Task objective: Reproduce verbatim every line starting with the line that contains "of the shirt" and going on through the line that contains "x=205, y=120", both ends included. Omit the pictures from your output.
** begin Data **
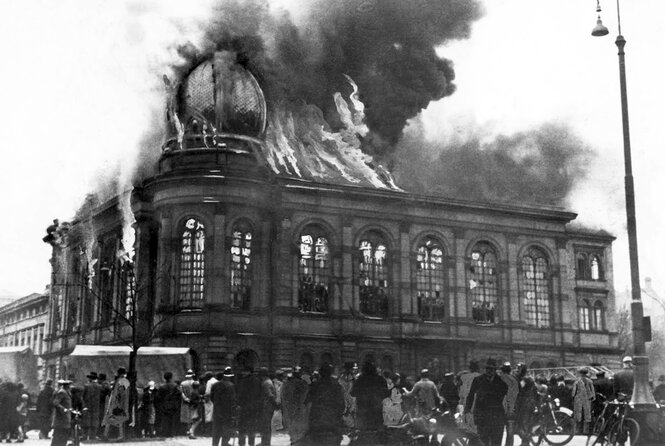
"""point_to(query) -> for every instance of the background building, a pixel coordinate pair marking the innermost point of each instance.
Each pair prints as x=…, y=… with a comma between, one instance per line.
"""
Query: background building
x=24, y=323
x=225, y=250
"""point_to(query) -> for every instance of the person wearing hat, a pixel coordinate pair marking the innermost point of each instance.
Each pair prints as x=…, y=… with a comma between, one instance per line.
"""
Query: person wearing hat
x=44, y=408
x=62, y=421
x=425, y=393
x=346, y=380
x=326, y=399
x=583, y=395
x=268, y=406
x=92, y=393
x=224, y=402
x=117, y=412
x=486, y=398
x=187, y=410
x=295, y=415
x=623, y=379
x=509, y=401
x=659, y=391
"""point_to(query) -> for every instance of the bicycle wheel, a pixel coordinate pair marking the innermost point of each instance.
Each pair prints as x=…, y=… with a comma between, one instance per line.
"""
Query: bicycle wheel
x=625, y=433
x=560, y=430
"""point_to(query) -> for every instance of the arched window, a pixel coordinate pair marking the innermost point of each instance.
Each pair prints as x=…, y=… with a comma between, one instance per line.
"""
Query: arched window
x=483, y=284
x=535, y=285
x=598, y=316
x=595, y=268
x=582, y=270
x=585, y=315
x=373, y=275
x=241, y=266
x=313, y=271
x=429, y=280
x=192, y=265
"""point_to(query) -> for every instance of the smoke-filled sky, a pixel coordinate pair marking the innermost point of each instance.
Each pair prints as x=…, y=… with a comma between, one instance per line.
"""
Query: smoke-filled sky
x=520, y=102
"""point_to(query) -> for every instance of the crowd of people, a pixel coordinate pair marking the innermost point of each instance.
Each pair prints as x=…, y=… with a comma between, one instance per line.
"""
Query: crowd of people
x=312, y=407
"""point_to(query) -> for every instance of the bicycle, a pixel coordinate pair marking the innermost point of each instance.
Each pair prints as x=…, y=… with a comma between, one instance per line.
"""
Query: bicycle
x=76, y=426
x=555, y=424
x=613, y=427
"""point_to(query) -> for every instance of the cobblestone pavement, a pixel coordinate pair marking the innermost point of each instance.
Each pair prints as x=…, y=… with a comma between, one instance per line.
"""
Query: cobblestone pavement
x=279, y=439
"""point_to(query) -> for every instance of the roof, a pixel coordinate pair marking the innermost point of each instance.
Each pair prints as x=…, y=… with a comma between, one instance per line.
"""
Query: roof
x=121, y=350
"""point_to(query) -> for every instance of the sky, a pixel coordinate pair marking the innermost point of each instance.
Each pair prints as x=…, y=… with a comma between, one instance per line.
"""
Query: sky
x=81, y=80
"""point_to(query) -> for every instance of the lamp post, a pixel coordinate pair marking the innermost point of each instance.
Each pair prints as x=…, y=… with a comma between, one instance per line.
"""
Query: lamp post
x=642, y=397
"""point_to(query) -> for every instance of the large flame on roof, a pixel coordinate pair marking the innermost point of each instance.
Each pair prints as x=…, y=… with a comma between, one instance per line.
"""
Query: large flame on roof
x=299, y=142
** end Data **
** begin Data **
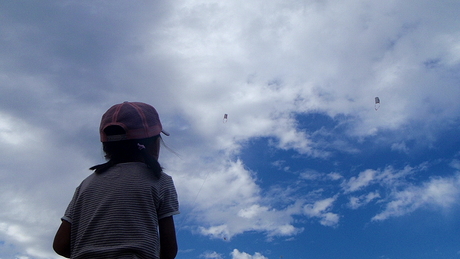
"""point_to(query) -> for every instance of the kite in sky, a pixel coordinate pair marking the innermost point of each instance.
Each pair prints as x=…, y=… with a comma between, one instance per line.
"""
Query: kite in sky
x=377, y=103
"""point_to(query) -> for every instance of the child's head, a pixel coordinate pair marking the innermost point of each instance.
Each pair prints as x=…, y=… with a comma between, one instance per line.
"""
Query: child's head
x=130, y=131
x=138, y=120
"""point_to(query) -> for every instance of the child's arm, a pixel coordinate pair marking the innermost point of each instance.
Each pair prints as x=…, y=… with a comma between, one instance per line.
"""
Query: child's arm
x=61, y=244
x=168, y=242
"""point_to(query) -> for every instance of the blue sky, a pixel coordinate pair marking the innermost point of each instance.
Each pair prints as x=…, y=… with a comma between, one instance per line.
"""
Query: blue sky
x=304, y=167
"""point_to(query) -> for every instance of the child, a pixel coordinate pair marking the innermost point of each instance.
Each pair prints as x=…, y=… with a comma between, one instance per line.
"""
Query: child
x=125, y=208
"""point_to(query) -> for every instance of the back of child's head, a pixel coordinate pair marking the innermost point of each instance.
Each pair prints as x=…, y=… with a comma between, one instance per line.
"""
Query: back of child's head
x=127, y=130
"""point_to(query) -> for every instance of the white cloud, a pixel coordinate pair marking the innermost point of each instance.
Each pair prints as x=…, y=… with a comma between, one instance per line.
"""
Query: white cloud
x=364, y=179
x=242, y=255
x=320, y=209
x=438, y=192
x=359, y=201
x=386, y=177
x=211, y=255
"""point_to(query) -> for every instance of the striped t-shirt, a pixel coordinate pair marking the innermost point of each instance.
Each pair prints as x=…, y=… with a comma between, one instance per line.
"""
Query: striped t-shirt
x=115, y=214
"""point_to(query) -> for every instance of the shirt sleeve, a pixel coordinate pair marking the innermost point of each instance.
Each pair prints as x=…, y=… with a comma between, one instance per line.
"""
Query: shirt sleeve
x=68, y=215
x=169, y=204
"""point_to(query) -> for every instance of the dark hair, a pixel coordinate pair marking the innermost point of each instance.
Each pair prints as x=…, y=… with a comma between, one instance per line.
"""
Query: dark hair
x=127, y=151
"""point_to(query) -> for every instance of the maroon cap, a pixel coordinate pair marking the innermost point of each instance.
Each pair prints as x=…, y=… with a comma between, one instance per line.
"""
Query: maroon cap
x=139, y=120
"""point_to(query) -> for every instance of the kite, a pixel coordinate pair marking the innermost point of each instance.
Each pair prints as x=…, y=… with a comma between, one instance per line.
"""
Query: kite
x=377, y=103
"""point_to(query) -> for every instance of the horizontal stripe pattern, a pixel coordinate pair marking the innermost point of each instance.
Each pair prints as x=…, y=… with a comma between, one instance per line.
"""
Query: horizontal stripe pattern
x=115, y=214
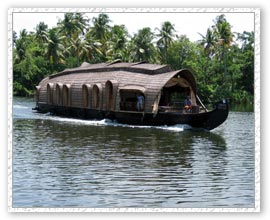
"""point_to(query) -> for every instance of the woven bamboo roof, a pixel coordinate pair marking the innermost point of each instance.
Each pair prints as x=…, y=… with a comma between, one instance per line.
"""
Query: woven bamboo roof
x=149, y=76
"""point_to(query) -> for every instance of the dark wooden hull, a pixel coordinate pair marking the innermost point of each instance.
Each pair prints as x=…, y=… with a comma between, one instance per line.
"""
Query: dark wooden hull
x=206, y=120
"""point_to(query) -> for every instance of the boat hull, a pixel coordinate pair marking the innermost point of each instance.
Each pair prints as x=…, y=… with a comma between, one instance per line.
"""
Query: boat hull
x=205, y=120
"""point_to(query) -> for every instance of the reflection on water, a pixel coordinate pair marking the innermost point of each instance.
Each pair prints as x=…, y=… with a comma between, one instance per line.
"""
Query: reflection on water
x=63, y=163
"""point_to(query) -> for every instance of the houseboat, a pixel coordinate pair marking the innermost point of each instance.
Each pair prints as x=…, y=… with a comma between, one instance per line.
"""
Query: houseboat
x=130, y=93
** end Data **
Complete response:
"""point_to(query) -> for every instance of the shirt sleeve, a pixel coordinate pair marking the innermost point of each instance.
Each pair prints as x=…, y=… with a comma between, one instance per line.
"""
Query: shirt sleeve
x=68, y=215
x=169, y=204
"""point_to(query) -> for every instance of the dark hair, a pixel coordinate pair marking the innermost point of each instance.
Each pair prints as x=…, y=… with a comma between, one instance per line.
"""
Query: dark hair
x=127, y=151
"""point_to(query) -> for every instance of the maroon cap, a pixel coordinate pair marking the innermost point of each instance.
Each pair prints as x=…, y=… with a comma between, one instance per line.
"""
Query: maroon cap
x=139, y=120
"""point_to(query) -> for every instance of the kite, a pixel coordinate pair marking the innermost point of each instance.
Each pair prints as x=…, y=… with a comma between, one instance per line.
"""
Query: kite
x=377, y=103
"""point_to(query) -> for every instance of the horizontal stripe pattern, a pixel coordinate pair marking the innermost point of each instance.
Each pair prints as x=…, y=… with a comma between, one instance per line.
"""
Query: horizontal stripe pattern
x=115, y=214
"""point_to(query) -> for every instance of the woven bamboo roof, a pixel coordinate pair marking the innermost point of each instance.
Each pair prints as x=…, y=… with a comma between, one instance per line.
"""
Query: woven bamboo roof
x=149, y=76
"""point_to(query) -> for every instance of the dark wooden hull, a pixel coordinate pair marking the innermost point of each instance.
Each pair prints as x=…, y=… with a comma between, one instance per line.
"""
Query: dark wooden hull
x=206, y=120
"""point_to(query) -> for every instance of the boat hull, a pixel coordinate pair marking the innermost point of each instance.
Each pair prints as x=…, y=… with a comma between, one instance per line.
"""
Query: boat hull
x=205, y=120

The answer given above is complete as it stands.